▸ Task brief
Recast the stretch of the records from the line containing "Target: green outfield grass" through the end of the records as a JSON list of strings, one string per line, with blank lines left out.

▸ Task inputs
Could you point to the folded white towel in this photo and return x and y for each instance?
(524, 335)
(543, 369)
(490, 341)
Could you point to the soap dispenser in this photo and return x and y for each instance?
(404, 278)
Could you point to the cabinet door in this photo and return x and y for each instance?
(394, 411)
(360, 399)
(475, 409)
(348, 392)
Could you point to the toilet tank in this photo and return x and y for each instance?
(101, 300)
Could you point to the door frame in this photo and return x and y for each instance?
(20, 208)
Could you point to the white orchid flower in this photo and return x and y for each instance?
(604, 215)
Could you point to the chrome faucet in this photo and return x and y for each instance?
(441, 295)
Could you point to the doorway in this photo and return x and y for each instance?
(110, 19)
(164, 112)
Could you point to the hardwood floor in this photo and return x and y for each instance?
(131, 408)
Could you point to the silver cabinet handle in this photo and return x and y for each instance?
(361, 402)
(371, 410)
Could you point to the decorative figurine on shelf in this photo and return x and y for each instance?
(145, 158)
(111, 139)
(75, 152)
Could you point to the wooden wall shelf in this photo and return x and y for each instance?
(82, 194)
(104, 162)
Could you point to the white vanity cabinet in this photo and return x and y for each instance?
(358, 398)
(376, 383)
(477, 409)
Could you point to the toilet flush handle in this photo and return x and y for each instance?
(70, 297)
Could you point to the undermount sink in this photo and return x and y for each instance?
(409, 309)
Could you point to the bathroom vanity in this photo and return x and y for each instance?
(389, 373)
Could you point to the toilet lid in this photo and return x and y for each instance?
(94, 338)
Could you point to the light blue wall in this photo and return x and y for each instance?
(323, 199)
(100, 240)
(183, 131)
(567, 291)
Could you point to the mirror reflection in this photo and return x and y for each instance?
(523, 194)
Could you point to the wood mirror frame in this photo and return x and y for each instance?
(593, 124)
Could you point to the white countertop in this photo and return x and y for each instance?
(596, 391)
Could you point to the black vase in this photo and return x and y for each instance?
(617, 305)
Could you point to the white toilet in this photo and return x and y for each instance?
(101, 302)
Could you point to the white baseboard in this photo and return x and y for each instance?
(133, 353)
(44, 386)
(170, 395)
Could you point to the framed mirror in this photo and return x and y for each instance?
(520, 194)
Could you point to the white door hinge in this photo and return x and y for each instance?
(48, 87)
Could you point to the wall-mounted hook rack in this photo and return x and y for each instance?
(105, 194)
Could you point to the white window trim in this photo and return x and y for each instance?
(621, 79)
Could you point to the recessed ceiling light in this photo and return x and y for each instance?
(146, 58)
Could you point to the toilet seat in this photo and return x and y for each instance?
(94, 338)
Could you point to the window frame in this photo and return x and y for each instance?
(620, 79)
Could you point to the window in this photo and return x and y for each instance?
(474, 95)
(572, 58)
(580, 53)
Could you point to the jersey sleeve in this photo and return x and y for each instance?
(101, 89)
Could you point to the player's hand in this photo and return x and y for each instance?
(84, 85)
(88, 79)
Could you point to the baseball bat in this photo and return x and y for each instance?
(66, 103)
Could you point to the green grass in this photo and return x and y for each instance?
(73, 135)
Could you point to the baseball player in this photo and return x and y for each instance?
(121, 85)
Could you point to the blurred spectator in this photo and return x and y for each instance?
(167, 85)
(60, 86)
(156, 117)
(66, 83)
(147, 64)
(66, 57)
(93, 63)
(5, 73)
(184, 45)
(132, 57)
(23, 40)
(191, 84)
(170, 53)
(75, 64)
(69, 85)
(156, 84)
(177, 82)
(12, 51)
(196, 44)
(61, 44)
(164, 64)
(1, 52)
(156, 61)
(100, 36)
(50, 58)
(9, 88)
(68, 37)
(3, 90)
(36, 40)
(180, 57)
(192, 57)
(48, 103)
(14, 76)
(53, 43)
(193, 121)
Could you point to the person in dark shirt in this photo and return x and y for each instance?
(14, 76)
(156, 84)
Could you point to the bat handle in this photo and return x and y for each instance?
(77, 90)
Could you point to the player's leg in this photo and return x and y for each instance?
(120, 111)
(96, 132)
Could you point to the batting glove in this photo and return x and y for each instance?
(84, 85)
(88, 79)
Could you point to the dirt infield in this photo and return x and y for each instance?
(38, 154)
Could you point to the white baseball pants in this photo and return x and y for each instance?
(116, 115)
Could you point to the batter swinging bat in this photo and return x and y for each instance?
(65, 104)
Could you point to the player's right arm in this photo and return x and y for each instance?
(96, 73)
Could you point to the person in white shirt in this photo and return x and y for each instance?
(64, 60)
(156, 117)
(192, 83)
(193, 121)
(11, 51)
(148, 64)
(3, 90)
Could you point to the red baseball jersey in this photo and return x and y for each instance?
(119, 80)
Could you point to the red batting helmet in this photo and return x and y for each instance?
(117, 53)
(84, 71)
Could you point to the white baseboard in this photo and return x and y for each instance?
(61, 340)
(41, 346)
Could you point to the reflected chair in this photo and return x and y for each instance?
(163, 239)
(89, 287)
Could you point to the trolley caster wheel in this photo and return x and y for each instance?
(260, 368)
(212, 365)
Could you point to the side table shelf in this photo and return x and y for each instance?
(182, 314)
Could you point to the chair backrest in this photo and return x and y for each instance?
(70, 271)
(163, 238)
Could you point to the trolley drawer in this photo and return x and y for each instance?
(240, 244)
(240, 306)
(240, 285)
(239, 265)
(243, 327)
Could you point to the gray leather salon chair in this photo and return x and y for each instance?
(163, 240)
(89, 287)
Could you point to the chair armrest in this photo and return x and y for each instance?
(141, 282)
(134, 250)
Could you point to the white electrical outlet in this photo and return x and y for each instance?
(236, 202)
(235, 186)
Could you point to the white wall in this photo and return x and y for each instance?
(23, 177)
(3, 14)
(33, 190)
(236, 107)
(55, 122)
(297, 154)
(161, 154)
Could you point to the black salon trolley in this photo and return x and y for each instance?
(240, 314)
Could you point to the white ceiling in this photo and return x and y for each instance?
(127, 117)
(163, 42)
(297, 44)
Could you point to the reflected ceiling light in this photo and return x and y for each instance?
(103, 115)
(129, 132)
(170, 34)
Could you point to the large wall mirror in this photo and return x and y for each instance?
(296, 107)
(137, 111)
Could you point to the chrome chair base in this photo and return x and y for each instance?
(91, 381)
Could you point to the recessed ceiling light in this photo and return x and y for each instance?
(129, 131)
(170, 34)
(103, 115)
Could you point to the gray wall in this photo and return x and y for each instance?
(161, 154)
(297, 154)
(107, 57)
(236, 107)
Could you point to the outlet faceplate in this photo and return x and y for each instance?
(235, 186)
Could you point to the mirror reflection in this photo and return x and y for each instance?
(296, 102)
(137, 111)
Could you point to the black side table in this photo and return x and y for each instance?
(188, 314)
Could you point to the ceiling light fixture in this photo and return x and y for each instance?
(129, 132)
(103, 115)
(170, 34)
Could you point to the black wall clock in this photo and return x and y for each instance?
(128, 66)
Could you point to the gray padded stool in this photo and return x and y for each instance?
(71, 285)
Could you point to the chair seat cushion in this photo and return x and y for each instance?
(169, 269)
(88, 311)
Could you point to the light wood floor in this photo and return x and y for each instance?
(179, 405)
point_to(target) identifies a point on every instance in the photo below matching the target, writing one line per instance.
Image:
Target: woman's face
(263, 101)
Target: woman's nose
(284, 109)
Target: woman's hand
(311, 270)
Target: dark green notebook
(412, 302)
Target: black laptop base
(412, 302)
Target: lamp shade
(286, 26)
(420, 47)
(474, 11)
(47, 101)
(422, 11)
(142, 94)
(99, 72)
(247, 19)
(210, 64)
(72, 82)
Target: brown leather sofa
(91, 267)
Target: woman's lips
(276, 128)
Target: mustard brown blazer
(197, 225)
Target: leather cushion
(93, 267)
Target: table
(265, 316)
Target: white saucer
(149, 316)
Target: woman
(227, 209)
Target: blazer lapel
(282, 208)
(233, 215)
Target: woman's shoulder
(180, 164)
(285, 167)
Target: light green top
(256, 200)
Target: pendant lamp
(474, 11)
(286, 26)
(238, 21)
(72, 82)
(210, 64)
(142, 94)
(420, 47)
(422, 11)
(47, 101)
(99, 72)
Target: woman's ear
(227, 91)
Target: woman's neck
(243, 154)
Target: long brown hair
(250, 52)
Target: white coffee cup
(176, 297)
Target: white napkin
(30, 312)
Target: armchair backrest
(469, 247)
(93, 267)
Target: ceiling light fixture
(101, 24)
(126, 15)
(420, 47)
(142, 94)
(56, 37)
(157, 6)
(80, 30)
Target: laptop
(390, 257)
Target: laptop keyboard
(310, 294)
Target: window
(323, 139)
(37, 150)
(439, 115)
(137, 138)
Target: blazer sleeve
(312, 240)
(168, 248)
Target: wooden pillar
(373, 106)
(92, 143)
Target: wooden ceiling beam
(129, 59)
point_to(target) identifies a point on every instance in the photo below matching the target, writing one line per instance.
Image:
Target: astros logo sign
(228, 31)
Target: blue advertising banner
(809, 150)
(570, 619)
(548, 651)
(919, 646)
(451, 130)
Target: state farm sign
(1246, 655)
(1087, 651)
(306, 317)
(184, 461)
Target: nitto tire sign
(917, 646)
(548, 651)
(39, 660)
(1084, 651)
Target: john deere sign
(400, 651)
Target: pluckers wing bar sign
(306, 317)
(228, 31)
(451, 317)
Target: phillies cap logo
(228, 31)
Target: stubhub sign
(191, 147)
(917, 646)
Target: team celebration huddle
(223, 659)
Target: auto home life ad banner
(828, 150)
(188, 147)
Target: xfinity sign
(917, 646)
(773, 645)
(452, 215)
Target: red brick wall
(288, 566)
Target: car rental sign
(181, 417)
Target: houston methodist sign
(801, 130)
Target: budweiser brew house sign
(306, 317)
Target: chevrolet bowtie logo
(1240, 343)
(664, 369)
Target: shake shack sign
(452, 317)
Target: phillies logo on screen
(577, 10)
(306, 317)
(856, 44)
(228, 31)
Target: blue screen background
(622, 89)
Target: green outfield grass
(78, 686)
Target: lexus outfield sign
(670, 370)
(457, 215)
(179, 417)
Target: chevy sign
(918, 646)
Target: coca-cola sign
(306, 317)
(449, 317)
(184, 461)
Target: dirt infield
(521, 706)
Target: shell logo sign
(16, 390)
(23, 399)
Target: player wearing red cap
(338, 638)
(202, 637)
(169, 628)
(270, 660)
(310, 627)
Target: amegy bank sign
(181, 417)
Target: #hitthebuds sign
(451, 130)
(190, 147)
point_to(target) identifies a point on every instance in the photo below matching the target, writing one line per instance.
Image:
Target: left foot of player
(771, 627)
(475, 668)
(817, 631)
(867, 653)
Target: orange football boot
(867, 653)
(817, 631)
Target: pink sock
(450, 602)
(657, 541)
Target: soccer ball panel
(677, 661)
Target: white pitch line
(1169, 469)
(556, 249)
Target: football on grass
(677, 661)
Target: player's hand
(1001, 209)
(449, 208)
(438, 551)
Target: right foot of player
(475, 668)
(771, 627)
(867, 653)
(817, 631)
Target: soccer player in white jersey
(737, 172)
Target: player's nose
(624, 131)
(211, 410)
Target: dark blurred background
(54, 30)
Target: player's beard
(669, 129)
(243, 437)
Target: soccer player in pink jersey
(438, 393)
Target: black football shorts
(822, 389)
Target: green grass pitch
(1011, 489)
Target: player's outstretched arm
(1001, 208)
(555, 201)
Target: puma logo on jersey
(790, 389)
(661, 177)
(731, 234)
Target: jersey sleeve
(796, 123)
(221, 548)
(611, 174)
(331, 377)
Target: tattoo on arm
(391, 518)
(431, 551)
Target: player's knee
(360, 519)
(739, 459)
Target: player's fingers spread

▸ Correct response
[
  "Target: green outfield grass",
  "(78, 686)",
  "Target: lexus outfield sign",
  "(670, 370)",
  "(457, 215)",
  "(179, 417)",
  "Target: chevy sign",
  "(918, 646)",
  "Target: coca-cola sign",
  "(306, 317)",
  "(449, 317)",
  "(184, 461)",
  "Target: dirt infield",
  "(521, 706)",
  "Target: shell logo sign",
  "(16, 390)",
  "(23, 399)",
  "Target: player wearing red cap",
  "(338, 638)",
  "(202, 637)",
  "(169, 628)",
  "(270, 660)",
  "(310, 627)",
  "Target: amegy bank sign",
  "(181, 417)",
  "Target: #hitthebuds sign",
  "(451, 130)",
  "(190, 147)",
  "point_to(target) identifies a point on every instance in the photo below matching the target, writing one line per instance.",
  "Image:",
  "Target: left foot of player",
  "(771, 627)",
  "(475, 668)",
  "(817, 631)",
  "(867, 653)",
  "Target: orange football boot",
  "(867, 653)",
  "(817, 631)",
  "Target: pink sock",
  "(450, 602)",
  "(657, 541)",
  "Target: soccer ball panel",
  "(677, 661)",
  "Target: white pitch line",
  "(1169, 469)",
  "(556, 249)",
  "Target: football on grass",
  "(677, 661)",
  "Target: player's hand",
  "(1001, 209)",
  "(449, 208)",
  "(438, 551)",
  "Target: right foot of player",
  "(475, 668)",
  "(771, 627)",
  "(867, 653)",
  "(817, 631)",
  "Target: soccer player in white jersey",
  "(737, 172)",
  "Target: player's nose",
  "(624, 131)",
  "(211, 410)",
  "Target: dark blurred background",
  "(54, 30)",
  "Target: player's beard",
  "(669, 129)",
  "(243, 437)",
  "Target: soccer player in pink jersey",
  "(438, 393)",
  "Target: black football shorts",
  "(822, 389)",
  "Target: green grass pitch",
  "(1011, 489)",
  "Target: player's outstretched arm",
  "(1001, 208)",
  "(555, 201)",
  "Target: puma logo on jersey",
  "(790, 389)",
  "(661, 177)",
  "(731, 234)",
  "Target: jersey sleeve",
  "(796, 123)",
  "(221, 548)",
  "(611, 174)",
  "(331, 377)",
  "Target: tattoo on arm",
  "(391, 518)",
  "(431, 551)",
  "Target: player's knee",
  "(360, 519)",
  "(739, 459)",
  "Target: player's fingers spread"
]